───── Document passage

Cystic fibrosis (CF) is an inherited condition resulting from defects in the cystic fibrosis transmembrane conductance receptor (CFTR), which leads to bronchiectasis, chronic airways infection, pancreatic insufficiency, and impaired nutritional status, among other complications. Historically, CF has been associated with significant morbidity, progressive decline in lung function, and early mortality. Unsurprisingly, exercise limitation has also been a common finding in both adults and children with CF [1,2]. There has been a debate as to whether the exercise limitation in CF is because of the impaired cardiorespiratory system's ability to meet metabolic demands or because of CFTR-related intrinsic abnormalities in the muscle itself [3–6]. A common method to measure exercise capacity is through cardiopulmonary exercise testing (CPET), providing multiple measures with the most commonly considered being oxygen consumption (VO2). Others have used functional tests such as the 1-minute sit-to-stand test, the stair climb test, and the 10meter walk test [7,8]. CPET has been recommended in people with CF (pwCF), especially in those with advanced lung disease, as defined as an FEV1 less than 40% of predicted, because the peak VO2 has been associated with survival [1,9,10].

CFTR modulator therapy, especially elexacaftor–tezacaftor–ivacaftor (ETI), has transformed the lives of pwCF, such that people are living longer and experiencing fewer disease-related complications. Although the impact of ETI on improved lung function and reduced pulmonary exacerbations has been well-described, there are disparate reports of the impact of CFTR modulators on exercise capacity. Although a positive benefit has been shown in one study, which included both adults and children with CF [11], another demonstrated no significant effect [12], but both of these studies were in pwCF on a less potent CFTR modulator combination. In this issue, Pérez-Ruiz and colleagues report their evaluation of the impact of ETI on aerobic exercise capacity in children with CF aged 6–11 years [13]. As expected, there was significant improvement in lung function and symptoms; however, there was no change in any of the exercise parameters measured by CPET. This was not affected by whether the children were modulator-naïve or previously on a less potent CFTR modulator combination.

In general, these are not surprising observations. Although FEV1 in this cohort was not normal at baseline, it was only mildly reduced (z-score −0.34). Yet there was further reduction prior to starting ETI and significant subsequent improvement with ETI (from −0.6 to +0.57), which is consistent with other studies [14]. Cardiorespiratory exercise capacity as measured by VO2 max was normal at baseline and so we might not necessarily expect it to improve further even with the increase in lung function. Despite this, there was improvement in the functional measures of exercise (i.e. the 30-second chair stand test, the stair climb test, and the 10-meter walk test); however, these are tests for which there can be a learning effect. We suspect the learning effect is at play here because these tests were improved from baseline prior to starting ETI, despite further reduction in FEV1.

──────────
───── Data under study

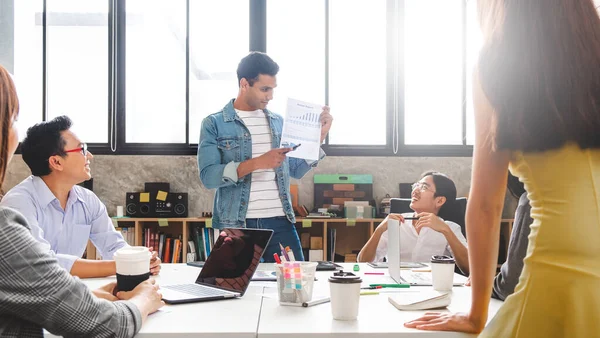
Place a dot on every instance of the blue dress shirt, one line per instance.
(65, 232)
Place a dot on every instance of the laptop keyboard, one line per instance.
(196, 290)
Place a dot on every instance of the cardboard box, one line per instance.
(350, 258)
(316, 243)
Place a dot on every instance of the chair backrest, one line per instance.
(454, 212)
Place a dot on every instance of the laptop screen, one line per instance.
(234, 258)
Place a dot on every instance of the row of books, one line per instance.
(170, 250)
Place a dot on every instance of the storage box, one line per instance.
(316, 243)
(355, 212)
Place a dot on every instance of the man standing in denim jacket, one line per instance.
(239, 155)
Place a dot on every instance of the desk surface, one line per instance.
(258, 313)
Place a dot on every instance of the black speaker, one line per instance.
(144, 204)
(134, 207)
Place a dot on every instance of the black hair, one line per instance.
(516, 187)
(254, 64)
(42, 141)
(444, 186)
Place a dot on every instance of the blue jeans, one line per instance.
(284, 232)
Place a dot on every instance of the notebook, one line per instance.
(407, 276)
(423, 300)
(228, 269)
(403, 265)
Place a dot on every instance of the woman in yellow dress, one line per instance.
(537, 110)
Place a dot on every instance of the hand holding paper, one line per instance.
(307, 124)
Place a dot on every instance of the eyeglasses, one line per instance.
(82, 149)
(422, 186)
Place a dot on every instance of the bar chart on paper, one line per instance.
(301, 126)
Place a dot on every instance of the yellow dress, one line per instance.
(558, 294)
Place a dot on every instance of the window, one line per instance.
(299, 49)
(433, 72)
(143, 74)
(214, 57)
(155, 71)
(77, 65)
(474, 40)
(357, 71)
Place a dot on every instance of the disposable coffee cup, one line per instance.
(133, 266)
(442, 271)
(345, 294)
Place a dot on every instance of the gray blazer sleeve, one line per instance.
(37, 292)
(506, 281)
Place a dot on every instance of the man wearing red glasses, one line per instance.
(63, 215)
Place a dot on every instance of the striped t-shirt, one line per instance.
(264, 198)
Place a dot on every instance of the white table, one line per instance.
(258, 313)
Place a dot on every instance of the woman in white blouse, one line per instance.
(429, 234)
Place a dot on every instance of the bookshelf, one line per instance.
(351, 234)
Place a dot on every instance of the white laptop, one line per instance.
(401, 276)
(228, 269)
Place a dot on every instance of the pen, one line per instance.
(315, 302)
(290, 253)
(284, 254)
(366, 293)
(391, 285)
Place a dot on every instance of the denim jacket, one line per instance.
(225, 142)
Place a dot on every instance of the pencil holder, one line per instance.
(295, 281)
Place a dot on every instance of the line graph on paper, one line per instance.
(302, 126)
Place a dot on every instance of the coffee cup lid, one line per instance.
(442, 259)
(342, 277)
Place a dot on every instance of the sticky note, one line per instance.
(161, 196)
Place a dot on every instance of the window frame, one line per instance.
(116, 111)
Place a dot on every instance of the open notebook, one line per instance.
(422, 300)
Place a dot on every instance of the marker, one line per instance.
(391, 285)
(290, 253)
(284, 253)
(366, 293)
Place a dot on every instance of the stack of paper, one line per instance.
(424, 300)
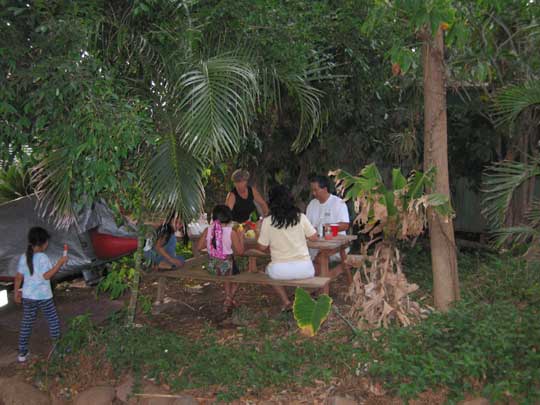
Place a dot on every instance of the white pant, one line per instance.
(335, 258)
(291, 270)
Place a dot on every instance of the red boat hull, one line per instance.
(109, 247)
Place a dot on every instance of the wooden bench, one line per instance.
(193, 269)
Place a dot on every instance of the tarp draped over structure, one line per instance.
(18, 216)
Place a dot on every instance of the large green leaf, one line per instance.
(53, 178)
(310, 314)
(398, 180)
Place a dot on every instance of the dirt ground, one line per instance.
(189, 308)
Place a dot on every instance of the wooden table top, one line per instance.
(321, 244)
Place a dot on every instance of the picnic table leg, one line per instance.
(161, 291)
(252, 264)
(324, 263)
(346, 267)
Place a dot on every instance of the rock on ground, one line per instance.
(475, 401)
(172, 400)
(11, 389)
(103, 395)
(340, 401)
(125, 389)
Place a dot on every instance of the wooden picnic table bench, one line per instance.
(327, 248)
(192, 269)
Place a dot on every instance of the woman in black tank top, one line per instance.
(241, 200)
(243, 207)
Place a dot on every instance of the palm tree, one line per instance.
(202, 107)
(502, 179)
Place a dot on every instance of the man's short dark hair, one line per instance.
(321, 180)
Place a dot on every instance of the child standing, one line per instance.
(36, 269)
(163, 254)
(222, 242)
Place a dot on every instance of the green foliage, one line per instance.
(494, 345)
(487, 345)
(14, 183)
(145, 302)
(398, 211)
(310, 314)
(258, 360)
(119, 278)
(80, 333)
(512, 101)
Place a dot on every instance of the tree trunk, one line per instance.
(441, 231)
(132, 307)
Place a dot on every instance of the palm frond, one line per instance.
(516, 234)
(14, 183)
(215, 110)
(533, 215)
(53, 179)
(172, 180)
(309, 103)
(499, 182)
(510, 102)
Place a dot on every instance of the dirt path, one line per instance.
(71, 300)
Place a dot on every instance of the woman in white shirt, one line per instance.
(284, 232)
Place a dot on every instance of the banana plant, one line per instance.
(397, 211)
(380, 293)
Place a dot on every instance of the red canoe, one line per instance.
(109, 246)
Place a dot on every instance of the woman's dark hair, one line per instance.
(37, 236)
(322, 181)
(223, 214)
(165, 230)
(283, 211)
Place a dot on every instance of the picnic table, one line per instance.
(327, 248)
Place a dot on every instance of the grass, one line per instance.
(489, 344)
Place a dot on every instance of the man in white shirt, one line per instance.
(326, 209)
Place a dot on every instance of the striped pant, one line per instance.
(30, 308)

──────────

Task |
Continue the commentary on CFTR modulators and exercise capacity in children with cystic fibrosis, picking up after its last sentence. These data have nothing to do with the text on exercise capacity in cystic fibrosis.

Task output |
One might ask what this paper adds since these observations have been seen before. There remains the question as to whether CFTR makes a difference at the muscular level, and if so, could there be improvement in muscular activity with CFTR modulators? After all, CFTR is ubiquitous, and present in myocardial cells, vascular smooth muscle, and skeletal muscle [15]. Indeed, the authors noted that there was an unexpected increase in the ventilatory equivalent (VE/VO2, where VE is minute ventilation) measured at the ventilatory threshold, when the rate of ventilation rise changes to a steeper rate, and hypothesized that this could be because of a peripheral muscle effect. More likely, as they also suggest, this is a mere unfortunate finding related to measurement and the small numbers of subjects as the differences are small and not significant. Otherwise, there is no biologic explanation as to why there was an increase in the subjects who were CFTR modulator treatment naïve but not in those previously treated with an alternative CFTR modulator.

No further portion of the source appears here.